## WORK REQUEST
How many lines of the data include the string "blue"? State that number alone.

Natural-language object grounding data
-=-=-

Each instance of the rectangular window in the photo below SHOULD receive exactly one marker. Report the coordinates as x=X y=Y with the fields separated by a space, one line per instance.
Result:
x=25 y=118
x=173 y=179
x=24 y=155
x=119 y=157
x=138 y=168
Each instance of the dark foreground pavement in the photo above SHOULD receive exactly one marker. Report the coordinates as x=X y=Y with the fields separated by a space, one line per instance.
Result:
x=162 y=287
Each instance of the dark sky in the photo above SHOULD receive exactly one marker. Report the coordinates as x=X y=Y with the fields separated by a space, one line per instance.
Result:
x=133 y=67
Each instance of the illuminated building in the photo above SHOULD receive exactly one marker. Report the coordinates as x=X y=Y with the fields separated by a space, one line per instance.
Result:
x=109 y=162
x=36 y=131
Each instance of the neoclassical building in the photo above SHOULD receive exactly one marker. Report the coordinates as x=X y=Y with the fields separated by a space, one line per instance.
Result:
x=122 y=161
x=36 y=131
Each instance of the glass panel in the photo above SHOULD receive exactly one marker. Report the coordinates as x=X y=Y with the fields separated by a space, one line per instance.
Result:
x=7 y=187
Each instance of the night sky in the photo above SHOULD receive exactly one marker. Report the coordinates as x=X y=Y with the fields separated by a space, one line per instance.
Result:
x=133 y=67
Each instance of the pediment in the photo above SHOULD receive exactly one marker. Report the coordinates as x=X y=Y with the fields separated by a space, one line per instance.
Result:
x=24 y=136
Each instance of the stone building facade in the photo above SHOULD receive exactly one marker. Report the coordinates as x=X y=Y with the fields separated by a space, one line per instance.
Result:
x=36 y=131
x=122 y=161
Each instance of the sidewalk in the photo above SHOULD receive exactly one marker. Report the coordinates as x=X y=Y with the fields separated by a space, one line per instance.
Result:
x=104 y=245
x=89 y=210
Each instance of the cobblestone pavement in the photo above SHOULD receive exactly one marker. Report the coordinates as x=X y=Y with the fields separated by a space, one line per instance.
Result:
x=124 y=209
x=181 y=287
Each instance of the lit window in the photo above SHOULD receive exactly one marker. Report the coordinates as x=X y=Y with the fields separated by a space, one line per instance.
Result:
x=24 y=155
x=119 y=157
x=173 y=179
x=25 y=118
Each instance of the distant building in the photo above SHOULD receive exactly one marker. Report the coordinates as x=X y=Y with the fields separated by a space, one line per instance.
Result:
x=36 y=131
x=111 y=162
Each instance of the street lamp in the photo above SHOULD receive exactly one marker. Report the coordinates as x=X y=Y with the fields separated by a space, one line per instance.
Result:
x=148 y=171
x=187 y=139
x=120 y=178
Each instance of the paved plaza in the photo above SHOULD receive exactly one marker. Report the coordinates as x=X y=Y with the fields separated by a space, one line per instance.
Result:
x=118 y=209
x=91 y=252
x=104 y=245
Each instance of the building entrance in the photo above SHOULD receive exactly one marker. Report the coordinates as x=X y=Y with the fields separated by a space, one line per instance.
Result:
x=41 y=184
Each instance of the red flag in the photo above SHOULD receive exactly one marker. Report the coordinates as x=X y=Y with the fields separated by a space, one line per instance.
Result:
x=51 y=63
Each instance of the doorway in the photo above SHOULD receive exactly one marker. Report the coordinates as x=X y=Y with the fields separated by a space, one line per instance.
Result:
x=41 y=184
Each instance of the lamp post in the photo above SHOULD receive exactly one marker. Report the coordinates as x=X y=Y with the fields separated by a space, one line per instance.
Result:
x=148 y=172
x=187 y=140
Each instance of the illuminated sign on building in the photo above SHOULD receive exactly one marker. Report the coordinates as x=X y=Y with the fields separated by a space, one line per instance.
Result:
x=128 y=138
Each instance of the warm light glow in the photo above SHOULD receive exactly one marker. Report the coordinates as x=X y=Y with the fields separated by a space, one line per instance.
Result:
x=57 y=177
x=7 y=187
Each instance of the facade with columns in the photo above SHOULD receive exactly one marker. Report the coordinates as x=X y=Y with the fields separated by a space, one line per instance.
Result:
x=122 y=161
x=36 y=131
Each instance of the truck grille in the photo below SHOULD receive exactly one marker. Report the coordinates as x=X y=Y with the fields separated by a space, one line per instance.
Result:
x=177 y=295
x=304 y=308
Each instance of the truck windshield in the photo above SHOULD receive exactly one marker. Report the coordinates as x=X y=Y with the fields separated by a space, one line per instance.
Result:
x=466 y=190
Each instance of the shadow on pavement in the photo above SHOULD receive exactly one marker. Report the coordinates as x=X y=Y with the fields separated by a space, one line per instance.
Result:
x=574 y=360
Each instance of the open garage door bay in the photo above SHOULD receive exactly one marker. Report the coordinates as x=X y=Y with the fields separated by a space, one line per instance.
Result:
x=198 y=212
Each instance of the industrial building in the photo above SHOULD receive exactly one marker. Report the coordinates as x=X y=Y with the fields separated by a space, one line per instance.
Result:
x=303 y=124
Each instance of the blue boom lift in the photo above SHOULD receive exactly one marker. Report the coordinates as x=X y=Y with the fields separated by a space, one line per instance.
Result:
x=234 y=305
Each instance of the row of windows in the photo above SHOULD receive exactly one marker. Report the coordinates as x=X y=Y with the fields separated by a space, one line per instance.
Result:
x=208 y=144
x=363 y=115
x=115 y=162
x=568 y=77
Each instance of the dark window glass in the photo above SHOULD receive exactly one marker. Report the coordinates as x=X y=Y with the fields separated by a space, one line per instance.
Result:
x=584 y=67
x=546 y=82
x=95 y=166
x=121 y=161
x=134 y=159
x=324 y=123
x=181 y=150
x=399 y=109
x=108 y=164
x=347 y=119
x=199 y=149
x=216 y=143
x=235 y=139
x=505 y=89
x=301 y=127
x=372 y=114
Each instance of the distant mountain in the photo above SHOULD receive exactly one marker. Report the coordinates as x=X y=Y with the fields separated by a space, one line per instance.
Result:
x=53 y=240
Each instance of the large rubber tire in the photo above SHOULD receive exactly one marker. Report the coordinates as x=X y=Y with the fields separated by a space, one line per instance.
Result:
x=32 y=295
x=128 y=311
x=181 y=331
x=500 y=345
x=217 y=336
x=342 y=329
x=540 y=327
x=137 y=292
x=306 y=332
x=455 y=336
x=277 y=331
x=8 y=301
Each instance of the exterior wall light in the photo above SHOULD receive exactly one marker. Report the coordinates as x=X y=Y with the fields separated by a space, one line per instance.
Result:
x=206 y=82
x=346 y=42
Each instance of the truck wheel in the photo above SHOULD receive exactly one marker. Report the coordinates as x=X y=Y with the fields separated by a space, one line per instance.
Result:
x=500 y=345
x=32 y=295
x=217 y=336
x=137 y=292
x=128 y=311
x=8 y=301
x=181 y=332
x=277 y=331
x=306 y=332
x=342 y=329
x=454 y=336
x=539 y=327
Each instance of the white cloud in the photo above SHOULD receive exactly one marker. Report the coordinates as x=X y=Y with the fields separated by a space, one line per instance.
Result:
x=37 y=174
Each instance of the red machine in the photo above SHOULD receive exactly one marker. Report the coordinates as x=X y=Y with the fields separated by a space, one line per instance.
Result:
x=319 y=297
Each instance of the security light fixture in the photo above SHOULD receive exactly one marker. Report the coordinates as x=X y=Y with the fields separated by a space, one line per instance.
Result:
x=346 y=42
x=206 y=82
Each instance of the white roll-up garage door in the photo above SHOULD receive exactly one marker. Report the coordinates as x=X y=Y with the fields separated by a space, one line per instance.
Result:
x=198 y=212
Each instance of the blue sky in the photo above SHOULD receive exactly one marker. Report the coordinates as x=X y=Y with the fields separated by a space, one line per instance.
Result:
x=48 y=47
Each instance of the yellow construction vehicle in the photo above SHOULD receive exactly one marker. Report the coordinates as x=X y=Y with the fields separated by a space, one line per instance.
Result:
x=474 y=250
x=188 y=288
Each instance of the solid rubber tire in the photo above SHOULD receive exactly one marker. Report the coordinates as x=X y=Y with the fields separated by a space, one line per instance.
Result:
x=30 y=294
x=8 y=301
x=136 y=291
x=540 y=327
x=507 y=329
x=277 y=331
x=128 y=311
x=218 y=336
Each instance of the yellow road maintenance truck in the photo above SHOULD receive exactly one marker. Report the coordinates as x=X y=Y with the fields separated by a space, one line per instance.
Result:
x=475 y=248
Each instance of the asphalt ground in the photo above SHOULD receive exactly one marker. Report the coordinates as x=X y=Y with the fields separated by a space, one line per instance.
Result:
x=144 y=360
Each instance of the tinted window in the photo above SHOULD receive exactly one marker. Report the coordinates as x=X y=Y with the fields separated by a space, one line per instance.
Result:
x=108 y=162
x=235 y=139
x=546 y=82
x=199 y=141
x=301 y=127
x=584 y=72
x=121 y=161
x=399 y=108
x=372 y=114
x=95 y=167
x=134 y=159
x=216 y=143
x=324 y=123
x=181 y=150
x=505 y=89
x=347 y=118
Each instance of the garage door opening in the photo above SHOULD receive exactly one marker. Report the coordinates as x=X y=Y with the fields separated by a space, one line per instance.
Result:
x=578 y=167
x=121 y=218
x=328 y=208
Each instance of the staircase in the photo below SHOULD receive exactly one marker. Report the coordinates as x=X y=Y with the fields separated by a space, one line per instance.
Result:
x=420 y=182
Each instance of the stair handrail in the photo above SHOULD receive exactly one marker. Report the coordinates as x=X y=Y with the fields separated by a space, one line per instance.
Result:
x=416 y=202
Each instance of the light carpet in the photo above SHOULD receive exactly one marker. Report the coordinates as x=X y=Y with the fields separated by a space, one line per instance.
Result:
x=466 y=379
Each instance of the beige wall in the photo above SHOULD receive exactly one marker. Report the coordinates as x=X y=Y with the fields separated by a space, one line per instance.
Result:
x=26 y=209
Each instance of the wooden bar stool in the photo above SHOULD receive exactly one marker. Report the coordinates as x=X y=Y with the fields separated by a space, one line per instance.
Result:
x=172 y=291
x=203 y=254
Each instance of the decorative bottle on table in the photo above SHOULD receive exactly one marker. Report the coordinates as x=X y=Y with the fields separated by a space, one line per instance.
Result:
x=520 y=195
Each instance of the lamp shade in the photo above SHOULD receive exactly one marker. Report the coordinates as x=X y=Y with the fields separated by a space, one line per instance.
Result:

-=-=-

## RESULT OF THE TASK
2